**Selected excerpt:**
--------------------

Crews Center has been hosting events all week and ended with their vision board party to bring students’ vision to life.

“Ultimately with this event we are helping to encourage students to set goals for personal or for their businesses. By setting them up, they have all the resources to pursue those goals also, to set realistic goals,” said Crews Center’s program assistant Lydia Haworth.

Its resources are not just for business majors.

“The Crews Center serves the entire campus, so we know there are entrepreneurs in every single college, said Whitney Hardy, Crews Center director. “There are fourteen colleges here and there are change makers and brilliant entrepreneurs in every single one, so we always open our events to anyone on campus because we know that this is their safe space as an entrepreneur,” she said.

Crews Center events can be important to students. It’s specifically meaningful to Syd McKissack, a sophomore fashion design major.

--------------------

Items from a labeling collection:
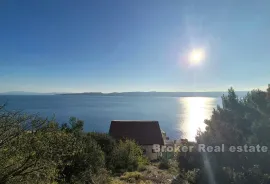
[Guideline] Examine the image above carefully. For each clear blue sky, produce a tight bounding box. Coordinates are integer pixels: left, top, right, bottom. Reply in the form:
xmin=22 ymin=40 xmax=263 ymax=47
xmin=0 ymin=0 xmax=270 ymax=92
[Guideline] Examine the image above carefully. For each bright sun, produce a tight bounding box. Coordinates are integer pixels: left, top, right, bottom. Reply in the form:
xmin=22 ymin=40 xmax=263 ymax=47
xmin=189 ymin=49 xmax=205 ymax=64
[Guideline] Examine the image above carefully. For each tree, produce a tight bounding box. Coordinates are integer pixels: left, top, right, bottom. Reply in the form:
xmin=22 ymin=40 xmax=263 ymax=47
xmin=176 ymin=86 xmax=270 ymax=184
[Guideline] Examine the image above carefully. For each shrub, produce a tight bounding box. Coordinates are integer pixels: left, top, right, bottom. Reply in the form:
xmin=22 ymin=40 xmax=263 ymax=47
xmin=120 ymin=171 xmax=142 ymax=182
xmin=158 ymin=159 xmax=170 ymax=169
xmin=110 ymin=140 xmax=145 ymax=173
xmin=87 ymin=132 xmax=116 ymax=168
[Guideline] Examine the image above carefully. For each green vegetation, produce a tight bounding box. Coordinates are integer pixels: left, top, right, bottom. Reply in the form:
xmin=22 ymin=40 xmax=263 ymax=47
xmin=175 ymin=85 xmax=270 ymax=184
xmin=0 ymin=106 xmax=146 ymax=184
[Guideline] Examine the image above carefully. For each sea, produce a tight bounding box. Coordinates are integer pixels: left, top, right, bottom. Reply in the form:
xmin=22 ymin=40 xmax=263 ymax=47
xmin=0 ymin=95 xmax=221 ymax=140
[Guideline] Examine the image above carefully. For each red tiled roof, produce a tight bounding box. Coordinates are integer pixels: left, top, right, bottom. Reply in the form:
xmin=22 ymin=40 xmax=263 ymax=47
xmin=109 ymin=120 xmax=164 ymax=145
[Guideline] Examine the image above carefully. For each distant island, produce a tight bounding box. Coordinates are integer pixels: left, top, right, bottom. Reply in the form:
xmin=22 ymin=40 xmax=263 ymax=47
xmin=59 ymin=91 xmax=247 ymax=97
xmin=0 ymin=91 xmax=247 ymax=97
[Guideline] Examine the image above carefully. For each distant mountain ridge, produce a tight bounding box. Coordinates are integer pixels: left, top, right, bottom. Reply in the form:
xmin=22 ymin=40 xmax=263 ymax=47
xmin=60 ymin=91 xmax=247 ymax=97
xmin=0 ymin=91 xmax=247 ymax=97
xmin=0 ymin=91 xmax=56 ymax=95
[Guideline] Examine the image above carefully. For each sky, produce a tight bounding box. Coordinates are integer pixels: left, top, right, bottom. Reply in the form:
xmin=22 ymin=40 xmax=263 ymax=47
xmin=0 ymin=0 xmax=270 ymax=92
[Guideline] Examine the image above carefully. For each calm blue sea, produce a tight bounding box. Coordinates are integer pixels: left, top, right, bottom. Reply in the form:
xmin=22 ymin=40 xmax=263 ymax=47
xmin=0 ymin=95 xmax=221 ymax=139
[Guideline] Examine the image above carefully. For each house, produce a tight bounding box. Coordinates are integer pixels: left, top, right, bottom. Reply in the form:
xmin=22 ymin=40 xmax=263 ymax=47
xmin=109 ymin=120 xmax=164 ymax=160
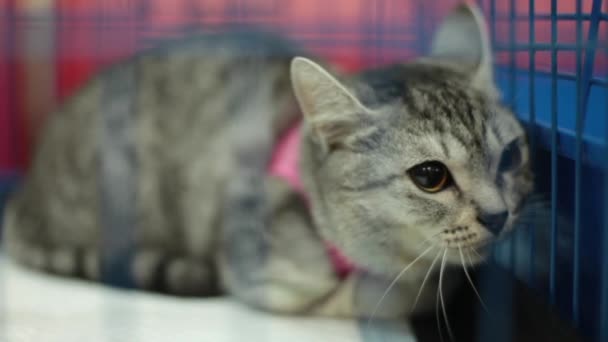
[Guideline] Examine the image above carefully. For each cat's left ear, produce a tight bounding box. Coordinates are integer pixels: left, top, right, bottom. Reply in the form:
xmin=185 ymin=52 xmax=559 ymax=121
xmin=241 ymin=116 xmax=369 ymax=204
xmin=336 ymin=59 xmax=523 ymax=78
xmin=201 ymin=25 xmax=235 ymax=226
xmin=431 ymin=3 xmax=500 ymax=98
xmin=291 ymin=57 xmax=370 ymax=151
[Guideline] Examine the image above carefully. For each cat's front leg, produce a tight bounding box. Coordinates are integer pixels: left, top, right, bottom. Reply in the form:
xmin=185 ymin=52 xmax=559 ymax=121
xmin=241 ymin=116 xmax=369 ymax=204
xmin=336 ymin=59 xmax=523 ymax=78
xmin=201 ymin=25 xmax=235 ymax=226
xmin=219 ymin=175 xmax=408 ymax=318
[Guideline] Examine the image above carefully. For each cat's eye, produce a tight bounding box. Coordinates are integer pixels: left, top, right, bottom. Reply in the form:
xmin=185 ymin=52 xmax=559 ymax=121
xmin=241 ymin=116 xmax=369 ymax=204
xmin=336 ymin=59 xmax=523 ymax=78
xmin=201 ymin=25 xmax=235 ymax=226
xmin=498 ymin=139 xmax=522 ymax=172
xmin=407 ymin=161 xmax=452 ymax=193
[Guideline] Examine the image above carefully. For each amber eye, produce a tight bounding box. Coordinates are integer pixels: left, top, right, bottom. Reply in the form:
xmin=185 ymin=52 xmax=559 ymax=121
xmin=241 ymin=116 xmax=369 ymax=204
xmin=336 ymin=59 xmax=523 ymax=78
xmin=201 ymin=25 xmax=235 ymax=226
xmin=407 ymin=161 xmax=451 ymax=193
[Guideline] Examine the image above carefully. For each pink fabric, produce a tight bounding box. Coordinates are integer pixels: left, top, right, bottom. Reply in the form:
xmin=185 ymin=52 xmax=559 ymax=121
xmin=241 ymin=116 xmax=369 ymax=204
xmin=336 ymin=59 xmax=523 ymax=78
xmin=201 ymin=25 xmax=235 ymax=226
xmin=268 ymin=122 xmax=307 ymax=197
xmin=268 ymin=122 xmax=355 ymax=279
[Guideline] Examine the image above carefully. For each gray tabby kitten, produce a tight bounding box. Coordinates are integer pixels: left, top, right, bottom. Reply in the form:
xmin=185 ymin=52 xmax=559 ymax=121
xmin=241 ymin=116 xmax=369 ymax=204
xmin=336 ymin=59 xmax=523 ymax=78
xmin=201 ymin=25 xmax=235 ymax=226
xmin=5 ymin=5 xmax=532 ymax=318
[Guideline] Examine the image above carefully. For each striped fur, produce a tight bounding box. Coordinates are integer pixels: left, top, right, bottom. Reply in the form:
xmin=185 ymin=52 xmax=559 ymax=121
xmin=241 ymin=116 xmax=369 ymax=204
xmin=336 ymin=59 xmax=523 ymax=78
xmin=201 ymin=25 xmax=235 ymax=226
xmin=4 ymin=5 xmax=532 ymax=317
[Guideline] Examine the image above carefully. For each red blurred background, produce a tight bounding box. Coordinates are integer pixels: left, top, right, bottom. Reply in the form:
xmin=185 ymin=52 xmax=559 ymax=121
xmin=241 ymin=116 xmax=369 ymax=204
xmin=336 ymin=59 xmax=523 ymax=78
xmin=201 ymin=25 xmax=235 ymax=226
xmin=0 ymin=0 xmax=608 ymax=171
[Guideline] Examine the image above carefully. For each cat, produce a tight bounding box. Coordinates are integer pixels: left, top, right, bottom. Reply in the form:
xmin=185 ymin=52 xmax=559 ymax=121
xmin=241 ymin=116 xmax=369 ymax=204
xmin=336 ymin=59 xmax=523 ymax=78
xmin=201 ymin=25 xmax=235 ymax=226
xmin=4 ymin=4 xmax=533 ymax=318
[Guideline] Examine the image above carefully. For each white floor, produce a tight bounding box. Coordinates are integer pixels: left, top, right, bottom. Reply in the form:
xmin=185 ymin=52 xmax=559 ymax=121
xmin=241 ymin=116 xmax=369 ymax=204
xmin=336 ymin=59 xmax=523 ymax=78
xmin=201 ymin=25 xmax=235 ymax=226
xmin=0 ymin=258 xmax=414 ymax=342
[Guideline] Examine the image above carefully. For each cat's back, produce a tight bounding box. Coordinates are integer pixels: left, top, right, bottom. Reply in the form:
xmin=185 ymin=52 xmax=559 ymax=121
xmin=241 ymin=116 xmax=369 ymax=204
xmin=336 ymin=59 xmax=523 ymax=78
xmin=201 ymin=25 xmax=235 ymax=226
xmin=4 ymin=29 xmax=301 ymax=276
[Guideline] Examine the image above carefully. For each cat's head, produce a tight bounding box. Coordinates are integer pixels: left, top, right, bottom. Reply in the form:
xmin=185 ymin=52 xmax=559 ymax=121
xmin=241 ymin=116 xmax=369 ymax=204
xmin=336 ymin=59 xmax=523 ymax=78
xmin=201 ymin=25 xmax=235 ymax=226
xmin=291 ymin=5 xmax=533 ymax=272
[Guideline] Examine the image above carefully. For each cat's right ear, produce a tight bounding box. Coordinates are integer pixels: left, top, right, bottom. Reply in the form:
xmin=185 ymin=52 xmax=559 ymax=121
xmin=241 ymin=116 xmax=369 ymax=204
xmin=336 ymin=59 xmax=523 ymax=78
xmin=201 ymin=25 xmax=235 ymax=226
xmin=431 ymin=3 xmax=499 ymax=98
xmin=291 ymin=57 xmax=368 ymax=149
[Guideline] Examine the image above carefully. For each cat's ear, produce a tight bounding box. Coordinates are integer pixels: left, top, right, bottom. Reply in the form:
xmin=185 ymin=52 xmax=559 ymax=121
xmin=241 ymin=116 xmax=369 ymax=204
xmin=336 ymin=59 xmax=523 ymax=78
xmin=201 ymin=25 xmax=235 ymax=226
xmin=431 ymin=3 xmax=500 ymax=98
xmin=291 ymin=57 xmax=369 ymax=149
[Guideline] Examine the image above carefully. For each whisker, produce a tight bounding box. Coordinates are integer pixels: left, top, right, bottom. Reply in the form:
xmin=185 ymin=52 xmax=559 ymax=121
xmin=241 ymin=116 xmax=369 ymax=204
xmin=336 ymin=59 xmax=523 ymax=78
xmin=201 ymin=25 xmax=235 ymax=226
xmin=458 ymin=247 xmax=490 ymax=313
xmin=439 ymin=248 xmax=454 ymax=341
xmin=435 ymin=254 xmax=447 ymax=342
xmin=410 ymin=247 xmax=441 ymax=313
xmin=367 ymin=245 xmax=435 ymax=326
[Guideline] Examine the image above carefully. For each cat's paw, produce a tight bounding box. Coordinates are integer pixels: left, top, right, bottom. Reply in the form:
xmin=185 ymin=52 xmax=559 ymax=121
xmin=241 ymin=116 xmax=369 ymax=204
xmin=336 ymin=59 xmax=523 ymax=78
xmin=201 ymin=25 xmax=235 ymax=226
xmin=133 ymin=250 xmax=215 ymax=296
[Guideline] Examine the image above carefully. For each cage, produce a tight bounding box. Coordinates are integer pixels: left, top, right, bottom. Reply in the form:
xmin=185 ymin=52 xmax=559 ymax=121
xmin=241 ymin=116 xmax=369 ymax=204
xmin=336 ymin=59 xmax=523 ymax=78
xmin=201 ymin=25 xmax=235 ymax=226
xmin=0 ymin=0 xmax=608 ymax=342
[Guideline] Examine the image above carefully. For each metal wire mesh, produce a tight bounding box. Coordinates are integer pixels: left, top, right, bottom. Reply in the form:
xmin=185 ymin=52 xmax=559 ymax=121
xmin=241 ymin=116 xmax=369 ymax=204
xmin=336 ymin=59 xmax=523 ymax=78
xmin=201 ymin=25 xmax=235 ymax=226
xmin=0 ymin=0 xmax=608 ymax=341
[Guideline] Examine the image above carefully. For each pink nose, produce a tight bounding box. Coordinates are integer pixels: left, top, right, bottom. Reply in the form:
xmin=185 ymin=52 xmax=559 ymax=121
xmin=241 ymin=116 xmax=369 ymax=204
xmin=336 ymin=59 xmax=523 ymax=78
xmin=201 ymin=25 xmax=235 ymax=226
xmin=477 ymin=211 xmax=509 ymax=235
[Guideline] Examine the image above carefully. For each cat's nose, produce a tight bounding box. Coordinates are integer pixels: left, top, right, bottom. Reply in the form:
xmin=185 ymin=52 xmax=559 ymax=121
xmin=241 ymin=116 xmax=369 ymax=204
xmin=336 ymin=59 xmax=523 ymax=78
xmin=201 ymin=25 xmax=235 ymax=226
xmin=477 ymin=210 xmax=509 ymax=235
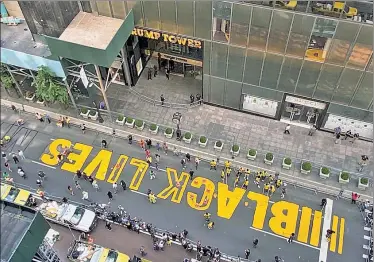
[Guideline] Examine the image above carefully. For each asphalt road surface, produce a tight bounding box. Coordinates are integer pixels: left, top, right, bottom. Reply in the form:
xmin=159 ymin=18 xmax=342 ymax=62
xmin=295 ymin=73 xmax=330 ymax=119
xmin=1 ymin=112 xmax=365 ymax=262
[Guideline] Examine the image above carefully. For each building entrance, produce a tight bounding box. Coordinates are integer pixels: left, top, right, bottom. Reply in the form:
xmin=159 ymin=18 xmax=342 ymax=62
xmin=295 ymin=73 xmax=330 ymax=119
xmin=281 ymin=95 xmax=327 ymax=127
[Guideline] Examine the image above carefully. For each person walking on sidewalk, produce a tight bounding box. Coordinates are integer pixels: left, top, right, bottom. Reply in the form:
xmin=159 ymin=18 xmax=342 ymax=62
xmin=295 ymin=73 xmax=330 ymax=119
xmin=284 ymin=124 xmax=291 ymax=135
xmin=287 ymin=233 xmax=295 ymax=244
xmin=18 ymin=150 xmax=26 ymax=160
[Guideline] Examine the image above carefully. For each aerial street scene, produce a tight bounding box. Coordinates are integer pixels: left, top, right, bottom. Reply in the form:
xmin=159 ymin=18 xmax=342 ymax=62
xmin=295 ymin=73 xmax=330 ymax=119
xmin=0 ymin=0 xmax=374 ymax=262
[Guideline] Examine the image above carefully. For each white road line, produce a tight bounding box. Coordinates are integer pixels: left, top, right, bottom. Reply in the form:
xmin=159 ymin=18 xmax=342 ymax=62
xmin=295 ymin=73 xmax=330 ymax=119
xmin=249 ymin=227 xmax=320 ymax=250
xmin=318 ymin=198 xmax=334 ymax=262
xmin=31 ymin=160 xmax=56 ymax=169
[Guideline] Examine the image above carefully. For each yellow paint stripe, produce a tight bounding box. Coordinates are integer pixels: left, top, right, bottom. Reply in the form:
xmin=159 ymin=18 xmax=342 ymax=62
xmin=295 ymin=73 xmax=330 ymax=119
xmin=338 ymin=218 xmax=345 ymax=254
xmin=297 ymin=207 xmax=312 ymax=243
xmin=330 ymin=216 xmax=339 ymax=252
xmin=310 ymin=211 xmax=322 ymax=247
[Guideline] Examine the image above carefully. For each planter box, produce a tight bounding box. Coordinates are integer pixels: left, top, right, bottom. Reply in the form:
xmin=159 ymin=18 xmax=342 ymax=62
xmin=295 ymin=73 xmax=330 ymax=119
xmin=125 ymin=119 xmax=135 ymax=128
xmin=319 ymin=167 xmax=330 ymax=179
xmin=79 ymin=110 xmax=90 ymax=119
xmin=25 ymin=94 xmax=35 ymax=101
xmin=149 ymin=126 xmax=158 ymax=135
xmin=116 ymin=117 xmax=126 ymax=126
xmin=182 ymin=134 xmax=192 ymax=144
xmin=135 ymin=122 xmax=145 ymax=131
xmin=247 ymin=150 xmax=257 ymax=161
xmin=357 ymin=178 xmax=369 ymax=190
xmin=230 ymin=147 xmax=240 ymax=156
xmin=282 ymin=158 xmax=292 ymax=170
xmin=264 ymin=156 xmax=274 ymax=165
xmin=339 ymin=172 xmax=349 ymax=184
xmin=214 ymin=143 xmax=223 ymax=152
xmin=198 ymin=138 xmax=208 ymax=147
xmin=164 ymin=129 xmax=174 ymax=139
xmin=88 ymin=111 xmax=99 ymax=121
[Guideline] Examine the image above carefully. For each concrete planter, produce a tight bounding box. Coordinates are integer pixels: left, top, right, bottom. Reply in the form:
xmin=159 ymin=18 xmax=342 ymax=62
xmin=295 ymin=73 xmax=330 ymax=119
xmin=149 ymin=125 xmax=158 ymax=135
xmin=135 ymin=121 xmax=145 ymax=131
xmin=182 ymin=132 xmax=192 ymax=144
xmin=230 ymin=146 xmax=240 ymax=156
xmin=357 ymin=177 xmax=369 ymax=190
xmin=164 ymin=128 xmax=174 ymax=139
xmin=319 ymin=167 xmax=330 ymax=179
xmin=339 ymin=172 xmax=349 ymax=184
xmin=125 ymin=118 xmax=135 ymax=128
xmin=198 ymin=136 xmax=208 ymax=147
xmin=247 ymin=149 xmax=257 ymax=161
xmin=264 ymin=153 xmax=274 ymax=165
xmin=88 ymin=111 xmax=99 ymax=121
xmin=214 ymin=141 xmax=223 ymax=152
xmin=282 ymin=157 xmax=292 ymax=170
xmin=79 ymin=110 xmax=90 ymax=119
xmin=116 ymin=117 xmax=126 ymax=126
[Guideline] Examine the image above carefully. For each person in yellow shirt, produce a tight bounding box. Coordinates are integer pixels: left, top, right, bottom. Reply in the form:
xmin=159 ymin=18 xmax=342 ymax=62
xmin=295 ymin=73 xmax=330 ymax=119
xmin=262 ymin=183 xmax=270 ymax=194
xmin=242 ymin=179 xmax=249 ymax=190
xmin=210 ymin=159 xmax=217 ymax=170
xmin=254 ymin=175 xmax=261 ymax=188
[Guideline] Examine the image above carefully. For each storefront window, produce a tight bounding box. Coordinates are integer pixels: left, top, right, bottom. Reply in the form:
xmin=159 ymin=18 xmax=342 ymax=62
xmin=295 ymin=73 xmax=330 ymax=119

--------------------

**Required work:**
A - Quote the Crews Center text between "Its resources are" and "fashion design major.", inclusive.
B - Extend the text about the Crews Center by writing what comes next after its final sentence.
This data is separate material and is unrelated to the text about the Crews Center.

**Responses to the tasks:**
A -
Its resources are not just for business majors.

“The Crews Center serves the entire campus, so we know there are entrepreneurs in every single college, said Whitney Hardy, Crews Center director. “There are fourteen colleges here and there are change makers and brilliant entrepreneurs in every single one, so we always open our events to anyone on campus because we know that this is their safe space as an entrepreneur,” she said.

Crews Center events can be important to students. It’s specifically meaningful to Syd McKissack, a sophomore fashion design major.

B -
“I think it’s important to surround yourself with people who have the entrepreneurial mind set so going to Crews Center events are important because a lot of people want to be their own boss,” she said. “Or they are doing something but they’re calling it a side hustle when it’s a business and they call it a side hustle because it’s what their friends calls it, or people put them down and call their dreams unrealistic. So, of course it feels unrealistic but it’s not unrealistic to meet your goals you just need that community."